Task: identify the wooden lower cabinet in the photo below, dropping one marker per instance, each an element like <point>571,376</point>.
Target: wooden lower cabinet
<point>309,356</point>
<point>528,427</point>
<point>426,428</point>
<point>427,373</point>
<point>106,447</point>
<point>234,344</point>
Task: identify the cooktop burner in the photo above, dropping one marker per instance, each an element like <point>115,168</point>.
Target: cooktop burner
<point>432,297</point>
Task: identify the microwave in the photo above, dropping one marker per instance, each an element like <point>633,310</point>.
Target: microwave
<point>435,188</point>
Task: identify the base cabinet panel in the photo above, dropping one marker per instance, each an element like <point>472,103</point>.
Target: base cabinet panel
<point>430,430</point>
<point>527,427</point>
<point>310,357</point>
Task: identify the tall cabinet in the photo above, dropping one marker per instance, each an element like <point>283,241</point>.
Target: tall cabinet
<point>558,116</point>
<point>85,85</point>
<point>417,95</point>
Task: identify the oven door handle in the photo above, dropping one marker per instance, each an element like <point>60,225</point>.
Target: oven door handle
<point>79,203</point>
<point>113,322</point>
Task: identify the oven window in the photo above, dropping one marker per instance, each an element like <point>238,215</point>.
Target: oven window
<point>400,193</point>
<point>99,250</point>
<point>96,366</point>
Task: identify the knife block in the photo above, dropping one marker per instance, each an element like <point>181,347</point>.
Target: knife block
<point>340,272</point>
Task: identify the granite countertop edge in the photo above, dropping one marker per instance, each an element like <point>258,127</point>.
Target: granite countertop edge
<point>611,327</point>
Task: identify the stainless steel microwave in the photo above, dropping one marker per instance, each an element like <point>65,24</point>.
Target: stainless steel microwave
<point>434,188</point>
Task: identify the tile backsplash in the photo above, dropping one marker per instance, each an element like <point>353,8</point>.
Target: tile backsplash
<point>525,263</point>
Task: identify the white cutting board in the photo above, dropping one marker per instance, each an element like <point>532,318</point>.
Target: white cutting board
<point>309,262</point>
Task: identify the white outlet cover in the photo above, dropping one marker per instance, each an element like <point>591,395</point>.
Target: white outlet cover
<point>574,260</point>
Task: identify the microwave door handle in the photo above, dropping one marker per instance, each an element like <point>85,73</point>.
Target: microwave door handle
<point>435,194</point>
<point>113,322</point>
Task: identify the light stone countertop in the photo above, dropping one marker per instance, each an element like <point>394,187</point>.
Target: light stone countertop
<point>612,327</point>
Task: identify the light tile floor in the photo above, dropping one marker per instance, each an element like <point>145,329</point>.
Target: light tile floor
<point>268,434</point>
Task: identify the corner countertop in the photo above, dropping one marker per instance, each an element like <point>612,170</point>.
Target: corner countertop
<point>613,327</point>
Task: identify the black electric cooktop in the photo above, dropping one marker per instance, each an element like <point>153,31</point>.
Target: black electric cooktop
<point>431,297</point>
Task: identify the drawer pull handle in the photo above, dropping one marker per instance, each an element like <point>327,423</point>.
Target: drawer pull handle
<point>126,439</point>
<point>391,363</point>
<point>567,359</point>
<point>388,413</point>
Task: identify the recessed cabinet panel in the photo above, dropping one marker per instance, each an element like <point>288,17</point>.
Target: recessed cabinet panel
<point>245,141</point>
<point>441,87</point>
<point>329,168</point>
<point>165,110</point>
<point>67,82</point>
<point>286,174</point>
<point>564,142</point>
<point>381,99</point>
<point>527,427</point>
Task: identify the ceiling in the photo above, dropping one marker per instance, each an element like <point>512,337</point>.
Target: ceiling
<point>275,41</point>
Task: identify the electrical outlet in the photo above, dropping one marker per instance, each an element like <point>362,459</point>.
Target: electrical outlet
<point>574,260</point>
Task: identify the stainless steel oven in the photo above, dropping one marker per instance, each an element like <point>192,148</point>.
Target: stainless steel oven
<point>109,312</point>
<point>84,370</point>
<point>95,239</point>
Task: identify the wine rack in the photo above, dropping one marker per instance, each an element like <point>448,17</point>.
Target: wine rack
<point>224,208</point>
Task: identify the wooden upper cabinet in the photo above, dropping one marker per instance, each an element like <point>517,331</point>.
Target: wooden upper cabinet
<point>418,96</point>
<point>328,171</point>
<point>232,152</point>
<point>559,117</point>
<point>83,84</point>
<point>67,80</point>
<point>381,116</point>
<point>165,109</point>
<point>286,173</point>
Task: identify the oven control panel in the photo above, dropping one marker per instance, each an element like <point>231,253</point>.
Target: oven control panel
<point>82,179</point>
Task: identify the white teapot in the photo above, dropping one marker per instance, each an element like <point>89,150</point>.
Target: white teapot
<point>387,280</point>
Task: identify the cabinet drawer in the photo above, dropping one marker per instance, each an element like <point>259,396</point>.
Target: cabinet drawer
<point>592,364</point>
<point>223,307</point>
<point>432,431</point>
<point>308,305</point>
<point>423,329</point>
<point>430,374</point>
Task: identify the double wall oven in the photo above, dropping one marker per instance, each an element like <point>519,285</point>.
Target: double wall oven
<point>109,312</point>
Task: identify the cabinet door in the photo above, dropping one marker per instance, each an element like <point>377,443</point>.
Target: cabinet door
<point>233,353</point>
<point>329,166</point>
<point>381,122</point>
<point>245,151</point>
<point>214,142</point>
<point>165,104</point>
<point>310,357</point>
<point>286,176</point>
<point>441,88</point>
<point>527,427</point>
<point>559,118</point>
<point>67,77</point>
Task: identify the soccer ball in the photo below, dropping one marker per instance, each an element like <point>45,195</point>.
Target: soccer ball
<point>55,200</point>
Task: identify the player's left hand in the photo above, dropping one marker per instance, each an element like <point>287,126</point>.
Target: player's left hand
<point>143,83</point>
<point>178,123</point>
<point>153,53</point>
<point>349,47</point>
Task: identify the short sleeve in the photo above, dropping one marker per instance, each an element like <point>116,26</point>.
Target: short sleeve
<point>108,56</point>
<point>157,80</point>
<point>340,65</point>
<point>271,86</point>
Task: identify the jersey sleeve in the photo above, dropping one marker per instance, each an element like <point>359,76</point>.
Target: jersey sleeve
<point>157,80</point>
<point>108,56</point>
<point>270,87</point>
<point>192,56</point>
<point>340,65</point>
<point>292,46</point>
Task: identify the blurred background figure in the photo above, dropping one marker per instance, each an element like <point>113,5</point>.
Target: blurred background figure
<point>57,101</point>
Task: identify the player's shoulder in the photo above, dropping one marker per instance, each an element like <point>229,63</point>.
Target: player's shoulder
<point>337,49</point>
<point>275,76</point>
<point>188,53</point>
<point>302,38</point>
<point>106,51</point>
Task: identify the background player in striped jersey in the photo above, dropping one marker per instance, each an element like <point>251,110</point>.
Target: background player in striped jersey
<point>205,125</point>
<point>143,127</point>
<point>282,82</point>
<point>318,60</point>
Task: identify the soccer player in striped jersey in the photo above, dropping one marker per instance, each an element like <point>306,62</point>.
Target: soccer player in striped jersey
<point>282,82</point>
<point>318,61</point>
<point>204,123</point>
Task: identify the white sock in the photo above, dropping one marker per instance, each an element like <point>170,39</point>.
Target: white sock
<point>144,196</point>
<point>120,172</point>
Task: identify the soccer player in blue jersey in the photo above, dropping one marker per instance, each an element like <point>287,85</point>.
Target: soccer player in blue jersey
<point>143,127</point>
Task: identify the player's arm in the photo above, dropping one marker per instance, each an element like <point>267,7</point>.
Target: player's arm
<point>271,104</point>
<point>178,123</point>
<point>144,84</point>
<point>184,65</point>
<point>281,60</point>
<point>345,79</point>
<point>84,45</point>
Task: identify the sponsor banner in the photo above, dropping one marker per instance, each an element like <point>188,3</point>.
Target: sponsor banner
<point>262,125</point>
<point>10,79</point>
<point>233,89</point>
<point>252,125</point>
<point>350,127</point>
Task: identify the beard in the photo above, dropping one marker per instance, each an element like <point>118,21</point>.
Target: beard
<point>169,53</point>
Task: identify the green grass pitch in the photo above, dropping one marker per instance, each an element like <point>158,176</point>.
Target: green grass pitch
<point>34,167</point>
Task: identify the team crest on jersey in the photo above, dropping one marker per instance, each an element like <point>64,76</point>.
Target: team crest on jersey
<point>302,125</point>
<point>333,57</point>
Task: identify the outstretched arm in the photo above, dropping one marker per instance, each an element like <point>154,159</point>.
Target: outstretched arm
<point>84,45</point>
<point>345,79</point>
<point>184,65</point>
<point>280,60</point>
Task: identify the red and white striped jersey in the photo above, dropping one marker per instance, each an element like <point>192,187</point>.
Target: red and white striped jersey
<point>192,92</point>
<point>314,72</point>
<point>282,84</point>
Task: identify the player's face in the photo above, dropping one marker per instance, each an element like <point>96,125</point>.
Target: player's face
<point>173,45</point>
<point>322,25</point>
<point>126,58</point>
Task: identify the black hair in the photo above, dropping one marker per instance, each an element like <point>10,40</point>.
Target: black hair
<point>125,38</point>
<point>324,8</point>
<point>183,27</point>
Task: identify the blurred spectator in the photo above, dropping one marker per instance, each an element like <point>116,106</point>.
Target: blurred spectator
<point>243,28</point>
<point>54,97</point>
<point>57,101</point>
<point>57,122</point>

+ + + +

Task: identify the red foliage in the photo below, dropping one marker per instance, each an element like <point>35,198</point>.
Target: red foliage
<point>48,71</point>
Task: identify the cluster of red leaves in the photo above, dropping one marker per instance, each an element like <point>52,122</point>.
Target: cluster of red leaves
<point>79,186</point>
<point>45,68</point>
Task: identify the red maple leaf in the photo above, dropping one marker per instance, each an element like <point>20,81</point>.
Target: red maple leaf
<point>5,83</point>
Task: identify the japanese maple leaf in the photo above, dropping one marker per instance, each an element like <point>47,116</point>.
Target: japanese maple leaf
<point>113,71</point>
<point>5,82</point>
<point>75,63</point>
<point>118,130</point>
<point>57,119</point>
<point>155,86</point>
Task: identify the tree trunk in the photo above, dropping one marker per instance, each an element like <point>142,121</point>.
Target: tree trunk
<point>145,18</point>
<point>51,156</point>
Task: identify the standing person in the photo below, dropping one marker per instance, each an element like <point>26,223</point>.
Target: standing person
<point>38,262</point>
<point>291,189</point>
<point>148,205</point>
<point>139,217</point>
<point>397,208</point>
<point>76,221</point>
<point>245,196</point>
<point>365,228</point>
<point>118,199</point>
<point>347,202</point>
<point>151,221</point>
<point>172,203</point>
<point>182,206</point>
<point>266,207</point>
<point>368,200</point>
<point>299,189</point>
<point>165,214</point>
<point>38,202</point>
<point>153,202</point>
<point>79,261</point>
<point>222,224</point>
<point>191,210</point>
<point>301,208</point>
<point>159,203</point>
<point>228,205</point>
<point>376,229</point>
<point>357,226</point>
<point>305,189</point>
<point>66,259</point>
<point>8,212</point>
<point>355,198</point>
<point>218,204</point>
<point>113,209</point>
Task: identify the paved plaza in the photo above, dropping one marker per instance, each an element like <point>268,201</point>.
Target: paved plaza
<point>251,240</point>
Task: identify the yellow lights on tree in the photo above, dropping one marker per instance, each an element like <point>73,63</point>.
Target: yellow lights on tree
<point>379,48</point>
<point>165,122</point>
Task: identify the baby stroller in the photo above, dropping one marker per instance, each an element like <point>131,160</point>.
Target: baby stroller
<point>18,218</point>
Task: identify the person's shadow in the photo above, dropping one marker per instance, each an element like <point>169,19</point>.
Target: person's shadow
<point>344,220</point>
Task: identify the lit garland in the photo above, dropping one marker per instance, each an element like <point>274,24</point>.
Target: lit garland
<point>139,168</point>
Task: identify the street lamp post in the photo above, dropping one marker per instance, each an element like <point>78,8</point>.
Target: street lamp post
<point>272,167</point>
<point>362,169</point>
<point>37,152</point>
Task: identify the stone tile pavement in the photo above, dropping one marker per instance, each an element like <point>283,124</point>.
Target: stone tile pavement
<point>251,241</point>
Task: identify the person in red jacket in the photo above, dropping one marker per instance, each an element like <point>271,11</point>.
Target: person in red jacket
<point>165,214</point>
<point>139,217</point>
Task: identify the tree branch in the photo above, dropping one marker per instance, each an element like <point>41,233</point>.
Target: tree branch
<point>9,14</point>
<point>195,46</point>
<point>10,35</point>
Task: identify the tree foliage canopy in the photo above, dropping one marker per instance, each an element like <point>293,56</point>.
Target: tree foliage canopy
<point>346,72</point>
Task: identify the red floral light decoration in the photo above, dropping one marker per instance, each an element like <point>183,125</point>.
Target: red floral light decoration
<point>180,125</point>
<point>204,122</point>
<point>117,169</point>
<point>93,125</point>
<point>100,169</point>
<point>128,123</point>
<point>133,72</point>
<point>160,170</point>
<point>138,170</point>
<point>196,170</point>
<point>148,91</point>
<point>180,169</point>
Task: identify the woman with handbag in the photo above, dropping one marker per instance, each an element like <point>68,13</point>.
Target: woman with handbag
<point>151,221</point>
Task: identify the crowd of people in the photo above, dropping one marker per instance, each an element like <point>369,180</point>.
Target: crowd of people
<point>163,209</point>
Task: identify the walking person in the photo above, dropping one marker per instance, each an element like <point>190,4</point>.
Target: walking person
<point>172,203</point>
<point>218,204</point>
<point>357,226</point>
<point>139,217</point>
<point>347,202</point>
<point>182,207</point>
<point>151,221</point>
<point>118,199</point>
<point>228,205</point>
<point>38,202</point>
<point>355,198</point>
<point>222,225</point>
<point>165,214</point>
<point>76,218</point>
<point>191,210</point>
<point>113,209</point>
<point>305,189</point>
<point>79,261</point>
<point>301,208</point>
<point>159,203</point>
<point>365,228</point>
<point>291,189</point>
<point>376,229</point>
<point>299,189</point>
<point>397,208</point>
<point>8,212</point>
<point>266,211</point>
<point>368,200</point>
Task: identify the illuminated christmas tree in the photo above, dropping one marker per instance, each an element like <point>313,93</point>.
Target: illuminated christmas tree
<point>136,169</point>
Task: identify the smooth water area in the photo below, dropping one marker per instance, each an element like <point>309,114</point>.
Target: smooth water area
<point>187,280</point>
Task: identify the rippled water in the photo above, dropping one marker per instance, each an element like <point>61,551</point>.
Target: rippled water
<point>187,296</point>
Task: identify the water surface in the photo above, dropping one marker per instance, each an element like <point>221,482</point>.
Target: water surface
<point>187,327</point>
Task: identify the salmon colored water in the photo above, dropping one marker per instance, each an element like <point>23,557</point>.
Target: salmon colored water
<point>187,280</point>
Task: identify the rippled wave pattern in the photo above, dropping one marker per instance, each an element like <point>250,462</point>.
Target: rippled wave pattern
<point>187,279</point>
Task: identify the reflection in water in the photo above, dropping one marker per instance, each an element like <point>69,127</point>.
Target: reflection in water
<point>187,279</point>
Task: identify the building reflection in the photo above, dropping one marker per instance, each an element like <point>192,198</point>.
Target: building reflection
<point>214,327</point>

+ + + +

:: Activity ::
Reproduce, exactly as they stand in the data above, the lines from the one that holds "Task: identify the cluster" to the one that holds "Task: identify the japanese", inclusive.

:: Exercise result ::
Task: identify the cluster of red leaves in the photo above, dropping one marker per instance, each an element like <point>52,122</point>.
Target: cluster of red leaves
<point>79,186</point>
<point>45,68</point>
Task: identify the red maple leaf in the photo above, dropping one marker per instance, each an element like <point>20,81</point>.
Target: red maple leaf
<point>5,83</point>
Task: identify the japanese maple leaf in the photo above, dropping one marker per instance, each an element like <point>47,116</point>.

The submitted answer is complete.